● **Exercise instructions**: Below are some entries. Output each one exactly as it appears.

[Data entries]
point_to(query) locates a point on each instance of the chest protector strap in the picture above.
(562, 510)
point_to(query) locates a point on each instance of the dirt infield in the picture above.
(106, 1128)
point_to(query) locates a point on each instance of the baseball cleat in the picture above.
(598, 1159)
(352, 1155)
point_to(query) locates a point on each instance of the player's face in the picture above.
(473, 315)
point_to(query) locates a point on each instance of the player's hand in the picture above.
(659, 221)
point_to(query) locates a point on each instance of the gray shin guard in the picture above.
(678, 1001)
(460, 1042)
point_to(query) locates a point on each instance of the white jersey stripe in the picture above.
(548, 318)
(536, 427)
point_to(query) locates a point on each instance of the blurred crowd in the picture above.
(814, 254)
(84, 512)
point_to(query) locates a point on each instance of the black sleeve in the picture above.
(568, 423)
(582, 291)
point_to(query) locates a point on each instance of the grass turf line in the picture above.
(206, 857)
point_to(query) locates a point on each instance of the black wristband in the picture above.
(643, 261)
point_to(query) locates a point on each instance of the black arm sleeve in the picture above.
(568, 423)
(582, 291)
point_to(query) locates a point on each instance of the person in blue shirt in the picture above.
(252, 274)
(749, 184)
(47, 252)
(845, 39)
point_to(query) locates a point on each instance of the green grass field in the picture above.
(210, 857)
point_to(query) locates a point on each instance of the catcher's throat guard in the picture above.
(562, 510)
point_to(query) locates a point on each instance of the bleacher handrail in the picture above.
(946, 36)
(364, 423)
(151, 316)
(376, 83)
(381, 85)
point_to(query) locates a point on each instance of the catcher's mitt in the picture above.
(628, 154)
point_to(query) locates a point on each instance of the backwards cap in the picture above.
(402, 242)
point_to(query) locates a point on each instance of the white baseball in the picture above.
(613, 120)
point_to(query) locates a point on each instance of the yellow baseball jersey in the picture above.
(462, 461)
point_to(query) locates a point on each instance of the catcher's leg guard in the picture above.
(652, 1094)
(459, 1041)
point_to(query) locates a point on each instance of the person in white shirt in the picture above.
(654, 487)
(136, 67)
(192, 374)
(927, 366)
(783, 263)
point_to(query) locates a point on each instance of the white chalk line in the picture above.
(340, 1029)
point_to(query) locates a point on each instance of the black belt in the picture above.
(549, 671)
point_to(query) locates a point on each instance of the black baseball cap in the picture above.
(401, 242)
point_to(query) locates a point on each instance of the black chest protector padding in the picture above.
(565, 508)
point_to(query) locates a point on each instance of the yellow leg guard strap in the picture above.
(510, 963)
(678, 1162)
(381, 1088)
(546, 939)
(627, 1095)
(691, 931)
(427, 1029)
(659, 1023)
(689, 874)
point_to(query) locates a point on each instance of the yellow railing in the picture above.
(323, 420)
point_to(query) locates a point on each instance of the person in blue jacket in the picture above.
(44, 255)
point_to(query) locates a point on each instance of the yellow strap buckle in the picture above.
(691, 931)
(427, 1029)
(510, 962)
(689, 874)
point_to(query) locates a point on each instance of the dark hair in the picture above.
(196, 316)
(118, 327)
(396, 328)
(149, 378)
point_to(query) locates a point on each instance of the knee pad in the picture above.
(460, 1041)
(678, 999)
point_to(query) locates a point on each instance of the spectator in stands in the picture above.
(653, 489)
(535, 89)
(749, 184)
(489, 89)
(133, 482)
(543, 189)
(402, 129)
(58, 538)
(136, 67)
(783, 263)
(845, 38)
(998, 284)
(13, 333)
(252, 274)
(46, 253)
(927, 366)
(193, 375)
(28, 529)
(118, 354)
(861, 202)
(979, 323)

● **Your response**:
point_to(query) locates a point on each instance of the chest protector strap in the picture above.
(562, 510)
point_to(query) locates a point on each instance of the dirt infield in the picture above.
(106, 1128)
point_to(query) locates a point on each instance of the baseball cleat in the picture above.
(598, 1159)
(352, 1155)
point_to(query) locates a point on each instance of the player's face in the picture above.
(473, 315)
point_to(query) locates a point on each instance of the player's hand in the picture above.
(659, 221)
point_to(query) locates a point on each instance of the gray shin guard in the picture above.
(678, 1001)
(460, 1042)
point_to(query) locates a point on each instance of the white jersey stripe in the picture above.
(548, 318)
(536, 427)
point_to(query) locates a point on each instance of the blurred crowd in the picture above.
(814, 254)
(84, 512)
point_to(query) locates a point on each instance of the black sleeve in the picture above.
(568, 423)
(582, 291)
point_to(query) locates a point on each instance of the grass turf line in the picture above.
(206, 857)
point_to(query) locates a point on each instance of the black wristband in the picture above.
(643, 261)
point_to(query) locates a point on each instance of the black arm sleeve in the picture above.
(568, 423)
(582, 291)
point_to(query) locates a point on each instance of the person in blue shirt in the picture above.
(252, 274)
(749, 184)
(47, 252)
(845, 39)
point_to(query) locates a point on each instance of the green grass field in the picture above.
(210, 857)
point_to(query) locates a point on each instance of the catcher's throat guard in the picture above.
(562, 510)
point_to(query) locates a point on each instance of the bleacher handrail in the picture above.
(946, 36)
(364, 423)
(151, 316)
(376, 83)
(381, 85)
point_to(query) locates a point on each instance of the catcher's mitt in the picture above.
(628, 154)
point_to(query) locates a point on each instance of the backwards cap in the picture above.
(402, 242)
point_to(query) locates a point on each instance of the white baseball in the picture above.
(613, 120)
point_to(query) locates a point on each instance of the yellow baseball jersey in the picture above.
(462, 461)
point_to(query) locates a point on each instance of the catcher's leg guard in the picture above.
(652, 1094)
(459, 1041)
point_to(query) locates a point on each instance of the person in white shirt in the picture above.
(654, 487)
(136, 67)
(192, 374)
(927, 366)
(783, 263)
point_to(query) locates a point on each instance of the white chalk line in the picture above.
(340, 1029)
point_to(query) locates a point on each instance of the black belt in the picture above.
(549, 671)
point_to(query) locates a point on each instance of the black baseball cap in the picture above.
(401, 242)
point_to(query) locates a point on each instance of the black chest protector padding in the picture above.
(565, 508)
point_to(query) locates a point on each instance of the yellow leg guard strap in the picture above.
(510, 963)
(678, 1162)
(381, 1088)
(546, 939)
(627, 1095)
(691, 931)
(427, 1029)
(659, 1023)
(689, 874)
point_to(query) locates a point on each instance of the yellow railing in the picture above.
(323, 420)
point_to(query) locates a point on each instance of the person in blue jacket in the picture above.
(44, 255)
point_to(query) locates a point on each instance of the yellow strap buckle in the picture above.
(691, 931)
(427, 1029)
(510, 962)
(689, 874)
point_to(query) locates a point on each instance of the dark hair in the picture above.
(196, 316)
(118, 327)
(396, 328)
(149, 378)
point_to(query) locates a point on each instance of the knee pad in the picture above.
(460, 1041)
(678, 999)
point_to(query) locates a point on each instance of the spectator in stands in the picture above.
(653, 489)
(535, 89)
(749, 184)
(489, 89)
(133, 482)
(543, 189)
(402, 129)
(58, 538)
(136, 67)
(783, 263)
(845, 38)
(998, 284)
(13, 333)
(252, 274)
(46, 253)
(927, 366)
(193, 375)
(28, 529)
(118, 354)
(861, 202)
(979, 323)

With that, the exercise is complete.